• _Your objective_: Whenever a line in the data holds the string "gray", pull that line out.
=== Exercise materials ===
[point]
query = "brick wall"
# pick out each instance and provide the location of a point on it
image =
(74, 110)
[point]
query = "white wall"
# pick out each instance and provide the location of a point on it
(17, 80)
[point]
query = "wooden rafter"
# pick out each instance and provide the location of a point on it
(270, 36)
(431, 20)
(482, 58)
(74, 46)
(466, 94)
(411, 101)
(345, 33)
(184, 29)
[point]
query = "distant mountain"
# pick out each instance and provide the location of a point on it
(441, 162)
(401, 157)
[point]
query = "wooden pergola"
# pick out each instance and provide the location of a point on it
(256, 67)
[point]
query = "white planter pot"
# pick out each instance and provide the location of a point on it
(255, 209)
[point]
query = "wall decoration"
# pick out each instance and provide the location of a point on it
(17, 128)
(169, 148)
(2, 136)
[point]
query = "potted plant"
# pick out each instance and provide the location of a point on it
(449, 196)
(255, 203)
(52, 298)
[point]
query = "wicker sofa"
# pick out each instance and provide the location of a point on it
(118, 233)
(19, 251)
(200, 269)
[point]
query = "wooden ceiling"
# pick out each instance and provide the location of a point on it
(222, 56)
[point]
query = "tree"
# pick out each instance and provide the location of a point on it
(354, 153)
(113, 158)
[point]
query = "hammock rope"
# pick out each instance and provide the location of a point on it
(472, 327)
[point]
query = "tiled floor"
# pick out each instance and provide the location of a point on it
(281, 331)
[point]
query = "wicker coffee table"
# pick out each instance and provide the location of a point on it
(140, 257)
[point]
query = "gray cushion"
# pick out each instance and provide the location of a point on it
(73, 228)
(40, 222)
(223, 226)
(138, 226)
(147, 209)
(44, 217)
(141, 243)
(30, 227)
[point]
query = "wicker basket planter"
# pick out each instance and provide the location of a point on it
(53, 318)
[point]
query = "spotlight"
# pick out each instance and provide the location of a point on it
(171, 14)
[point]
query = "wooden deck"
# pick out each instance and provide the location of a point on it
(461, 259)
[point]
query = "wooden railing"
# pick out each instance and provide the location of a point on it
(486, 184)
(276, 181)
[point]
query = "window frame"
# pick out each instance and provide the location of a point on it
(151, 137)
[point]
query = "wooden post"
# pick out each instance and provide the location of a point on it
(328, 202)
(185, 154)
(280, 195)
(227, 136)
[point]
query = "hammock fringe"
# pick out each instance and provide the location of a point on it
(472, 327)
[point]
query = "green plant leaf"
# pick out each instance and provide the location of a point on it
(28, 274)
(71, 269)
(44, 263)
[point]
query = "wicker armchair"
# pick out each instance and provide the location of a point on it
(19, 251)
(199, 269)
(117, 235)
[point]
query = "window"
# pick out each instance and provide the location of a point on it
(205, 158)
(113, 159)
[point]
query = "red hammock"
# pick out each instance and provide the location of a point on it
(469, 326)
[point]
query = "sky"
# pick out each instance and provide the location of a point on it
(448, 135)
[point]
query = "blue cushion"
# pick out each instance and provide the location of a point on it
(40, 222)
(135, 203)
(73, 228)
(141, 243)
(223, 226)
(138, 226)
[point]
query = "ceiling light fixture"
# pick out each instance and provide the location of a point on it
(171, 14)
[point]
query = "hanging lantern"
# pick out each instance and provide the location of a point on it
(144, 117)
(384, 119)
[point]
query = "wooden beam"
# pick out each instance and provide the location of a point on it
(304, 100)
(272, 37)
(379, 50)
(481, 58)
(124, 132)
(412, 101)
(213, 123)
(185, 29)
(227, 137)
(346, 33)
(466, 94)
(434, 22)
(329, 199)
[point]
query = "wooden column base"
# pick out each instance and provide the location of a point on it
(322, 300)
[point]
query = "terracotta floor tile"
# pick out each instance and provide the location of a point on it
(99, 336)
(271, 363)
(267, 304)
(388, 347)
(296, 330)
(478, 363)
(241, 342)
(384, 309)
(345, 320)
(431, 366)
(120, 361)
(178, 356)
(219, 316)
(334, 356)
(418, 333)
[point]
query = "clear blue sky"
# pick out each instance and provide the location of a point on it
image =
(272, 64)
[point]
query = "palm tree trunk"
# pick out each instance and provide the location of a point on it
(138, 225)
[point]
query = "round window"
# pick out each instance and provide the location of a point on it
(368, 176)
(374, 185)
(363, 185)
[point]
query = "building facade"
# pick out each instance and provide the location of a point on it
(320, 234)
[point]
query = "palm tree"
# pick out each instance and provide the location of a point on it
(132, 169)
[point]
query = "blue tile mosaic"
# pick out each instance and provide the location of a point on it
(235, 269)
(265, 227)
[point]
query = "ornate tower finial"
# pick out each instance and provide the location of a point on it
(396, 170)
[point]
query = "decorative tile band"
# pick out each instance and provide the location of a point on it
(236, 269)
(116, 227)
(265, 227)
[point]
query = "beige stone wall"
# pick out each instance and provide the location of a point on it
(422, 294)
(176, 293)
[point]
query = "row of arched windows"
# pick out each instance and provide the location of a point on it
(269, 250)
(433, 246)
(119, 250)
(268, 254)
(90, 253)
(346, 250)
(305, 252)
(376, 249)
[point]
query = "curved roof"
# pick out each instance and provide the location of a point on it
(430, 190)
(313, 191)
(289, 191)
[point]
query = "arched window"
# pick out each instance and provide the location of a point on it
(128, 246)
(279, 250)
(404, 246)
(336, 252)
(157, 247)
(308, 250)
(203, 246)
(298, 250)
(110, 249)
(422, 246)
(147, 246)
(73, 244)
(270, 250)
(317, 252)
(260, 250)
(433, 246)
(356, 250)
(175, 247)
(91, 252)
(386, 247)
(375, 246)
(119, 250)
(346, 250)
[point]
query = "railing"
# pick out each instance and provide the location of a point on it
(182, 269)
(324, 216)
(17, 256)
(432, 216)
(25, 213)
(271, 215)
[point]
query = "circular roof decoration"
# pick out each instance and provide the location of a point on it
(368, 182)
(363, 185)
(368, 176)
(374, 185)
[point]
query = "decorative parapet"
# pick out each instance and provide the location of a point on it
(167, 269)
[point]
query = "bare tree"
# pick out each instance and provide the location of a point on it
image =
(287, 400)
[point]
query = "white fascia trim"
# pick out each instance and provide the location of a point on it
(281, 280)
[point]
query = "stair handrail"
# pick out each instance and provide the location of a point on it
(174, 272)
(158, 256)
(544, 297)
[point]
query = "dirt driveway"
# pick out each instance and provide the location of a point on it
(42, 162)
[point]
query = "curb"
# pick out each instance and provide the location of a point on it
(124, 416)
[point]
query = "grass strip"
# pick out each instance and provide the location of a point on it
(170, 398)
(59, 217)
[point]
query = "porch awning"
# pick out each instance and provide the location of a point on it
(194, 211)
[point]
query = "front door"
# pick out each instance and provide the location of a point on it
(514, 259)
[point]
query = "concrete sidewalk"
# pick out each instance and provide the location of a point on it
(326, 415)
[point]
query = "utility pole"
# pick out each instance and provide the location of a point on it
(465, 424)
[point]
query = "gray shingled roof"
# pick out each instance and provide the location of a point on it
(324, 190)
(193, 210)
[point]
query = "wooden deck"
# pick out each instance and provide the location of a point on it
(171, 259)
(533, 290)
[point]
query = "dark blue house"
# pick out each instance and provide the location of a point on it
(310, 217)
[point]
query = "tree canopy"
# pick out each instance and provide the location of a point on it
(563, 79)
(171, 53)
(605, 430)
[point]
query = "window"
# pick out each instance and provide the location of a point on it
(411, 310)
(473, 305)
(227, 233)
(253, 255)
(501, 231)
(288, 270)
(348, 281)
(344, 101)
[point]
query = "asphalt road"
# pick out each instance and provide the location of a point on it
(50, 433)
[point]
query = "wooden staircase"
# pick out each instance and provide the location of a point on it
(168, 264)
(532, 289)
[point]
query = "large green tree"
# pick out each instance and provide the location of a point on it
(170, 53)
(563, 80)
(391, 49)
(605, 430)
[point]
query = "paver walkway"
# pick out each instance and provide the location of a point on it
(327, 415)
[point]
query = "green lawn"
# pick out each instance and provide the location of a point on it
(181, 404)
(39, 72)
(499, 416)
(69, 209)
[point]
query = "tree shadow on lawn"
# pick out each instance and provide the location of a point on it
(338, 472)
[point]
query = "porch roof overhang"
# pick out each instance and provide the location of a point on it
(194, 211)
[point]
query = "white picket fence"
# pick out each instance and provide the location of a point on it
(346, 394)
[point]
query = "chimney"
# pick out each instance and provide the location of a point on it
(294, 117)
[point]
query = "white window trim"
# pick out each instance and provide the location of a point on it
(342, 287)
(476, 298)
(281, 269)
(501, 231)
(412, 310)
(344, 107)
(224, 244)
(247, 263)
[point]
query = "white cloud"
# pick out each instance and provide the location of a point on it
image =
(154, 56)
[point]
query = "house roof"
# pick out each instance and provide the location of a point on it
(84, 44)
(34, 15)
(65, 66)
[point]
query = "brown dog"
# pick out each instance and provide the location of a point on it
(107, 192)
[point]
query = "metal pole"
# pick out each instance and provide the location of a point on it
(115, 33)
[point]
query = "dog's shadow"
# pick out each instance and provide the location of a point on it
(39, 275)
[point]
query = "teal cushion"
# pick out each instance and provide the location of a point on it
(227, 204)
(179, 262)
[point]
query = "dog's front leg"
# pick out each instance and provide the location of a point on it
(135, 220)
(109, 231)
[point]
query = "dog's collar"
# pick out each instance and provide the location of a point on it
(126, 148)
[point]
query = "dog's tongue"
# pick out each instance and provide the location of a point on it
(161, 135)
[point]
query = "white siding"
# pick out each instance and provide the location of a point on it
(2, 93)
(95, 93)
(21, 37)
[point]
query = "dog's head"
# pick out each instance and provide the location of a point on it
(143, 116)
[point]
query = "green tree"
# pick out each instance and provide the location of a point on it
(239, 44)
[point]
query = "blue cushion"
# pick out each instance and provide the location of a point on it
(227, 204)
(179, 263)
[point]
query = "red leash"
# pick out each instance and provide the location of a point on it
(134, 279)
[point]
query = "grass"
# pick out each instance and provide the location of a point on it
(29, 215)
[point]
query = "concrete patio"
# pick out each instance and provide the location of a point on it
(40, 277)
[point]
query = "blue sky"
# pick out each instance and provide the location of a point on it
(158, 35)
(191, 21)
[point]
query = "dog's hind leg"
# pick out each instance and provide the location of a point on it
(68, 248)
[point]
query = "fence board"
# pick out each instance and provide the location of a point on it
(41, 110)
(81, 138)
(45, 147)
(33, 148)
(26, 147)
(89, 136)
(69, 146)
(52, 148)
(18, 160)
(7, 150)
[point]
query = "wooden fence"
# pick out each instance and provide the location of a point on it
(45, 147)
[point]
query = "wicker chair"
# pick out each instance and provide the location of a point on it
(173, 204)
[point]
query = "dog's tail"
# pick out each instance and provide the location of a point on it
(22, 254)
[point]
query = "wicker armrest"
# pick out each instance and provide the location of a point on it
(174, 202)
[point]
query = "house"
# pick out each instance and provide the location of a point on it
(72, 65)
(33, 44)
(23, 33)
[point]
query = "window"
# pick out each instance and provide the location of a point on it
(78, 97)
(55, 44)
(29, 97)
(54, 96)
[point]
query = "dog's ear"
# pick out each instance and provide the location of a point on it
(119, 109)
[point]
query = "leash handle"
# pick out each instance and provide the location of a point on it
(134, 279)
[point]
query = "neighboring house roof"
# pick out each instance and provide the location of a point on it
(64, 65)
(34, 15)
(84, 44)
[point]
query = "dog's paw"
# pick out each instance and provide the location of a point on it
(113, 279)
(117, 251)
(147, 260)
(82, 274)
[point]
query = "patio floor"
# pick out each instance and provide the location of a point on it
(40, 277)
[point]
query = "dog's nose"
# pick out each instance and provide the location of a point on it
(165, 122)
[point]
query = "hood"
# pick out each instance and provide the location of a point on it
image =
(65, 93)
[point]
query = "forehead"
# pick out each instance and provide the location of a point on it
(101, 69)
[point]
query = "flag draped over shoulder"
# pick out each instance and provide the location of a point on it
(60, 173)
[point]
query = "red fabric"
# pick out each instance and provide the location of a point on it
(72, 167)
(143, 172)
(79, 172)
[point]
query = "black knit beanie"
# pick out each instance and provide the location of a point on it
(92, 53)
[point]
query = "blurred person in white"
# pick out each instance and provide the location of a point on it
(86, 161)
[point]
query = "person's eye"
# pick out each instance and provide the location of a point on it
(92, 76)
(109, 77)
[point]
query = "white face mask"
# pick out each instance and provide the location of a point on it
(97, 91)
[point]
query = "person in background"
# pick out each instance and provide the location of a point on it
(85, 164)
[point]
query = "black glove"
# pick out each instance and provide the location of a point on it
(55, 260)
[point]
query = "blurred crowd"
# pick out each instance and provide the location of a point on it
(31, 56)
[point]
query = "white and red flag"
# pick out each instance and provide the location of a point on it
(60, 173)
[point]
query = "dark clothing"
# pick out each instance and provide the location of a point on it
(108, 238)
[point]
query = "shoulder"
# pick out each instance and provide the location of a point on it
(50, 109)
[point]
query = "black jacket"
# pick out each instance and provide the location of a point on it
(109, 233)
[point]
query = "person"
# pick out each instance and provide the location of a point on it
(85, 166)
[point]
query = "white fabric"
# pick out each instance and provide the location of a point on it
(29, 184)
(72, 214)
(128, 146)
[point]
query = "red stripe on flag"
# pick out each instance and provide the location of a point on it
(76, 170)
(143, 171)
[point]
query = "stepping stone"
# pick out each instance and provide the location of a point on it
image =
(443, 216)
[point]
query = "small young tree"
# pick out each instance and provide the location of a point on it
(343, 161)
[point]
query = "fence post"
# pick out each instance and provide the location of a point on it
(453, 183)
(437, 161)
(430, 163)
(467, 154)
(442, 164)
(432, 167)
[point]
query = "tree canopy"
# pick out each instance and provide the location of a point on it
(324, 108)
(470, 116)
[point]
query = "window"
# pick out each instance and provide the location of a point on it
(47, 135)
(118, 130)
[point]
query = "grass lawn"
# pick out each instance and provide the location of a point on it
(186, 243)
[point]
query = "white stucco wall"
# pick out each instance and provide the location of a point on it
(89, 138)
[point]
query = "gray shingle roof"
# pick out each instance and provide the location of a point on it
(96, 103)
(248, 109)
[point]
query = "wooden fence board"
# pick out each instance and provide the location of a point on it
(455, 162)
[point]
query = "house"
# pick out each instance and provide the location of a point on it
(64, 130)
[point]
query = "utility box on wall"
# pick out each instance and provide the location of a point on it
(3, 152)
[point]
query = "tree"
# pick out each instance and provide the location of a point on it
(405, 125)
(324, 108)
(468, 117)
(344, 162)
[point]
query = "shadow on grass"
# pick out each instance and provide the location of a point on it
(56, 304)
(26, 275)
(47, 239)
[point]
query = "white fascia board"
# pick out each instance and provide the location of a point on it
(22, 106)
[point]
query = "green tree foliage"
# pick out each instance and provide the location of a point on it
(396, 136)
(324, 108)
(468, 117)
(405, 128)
===
• _Response area_:
query = "gray cushion"
query = "gray shingled roof"
query = "gray shingle roof"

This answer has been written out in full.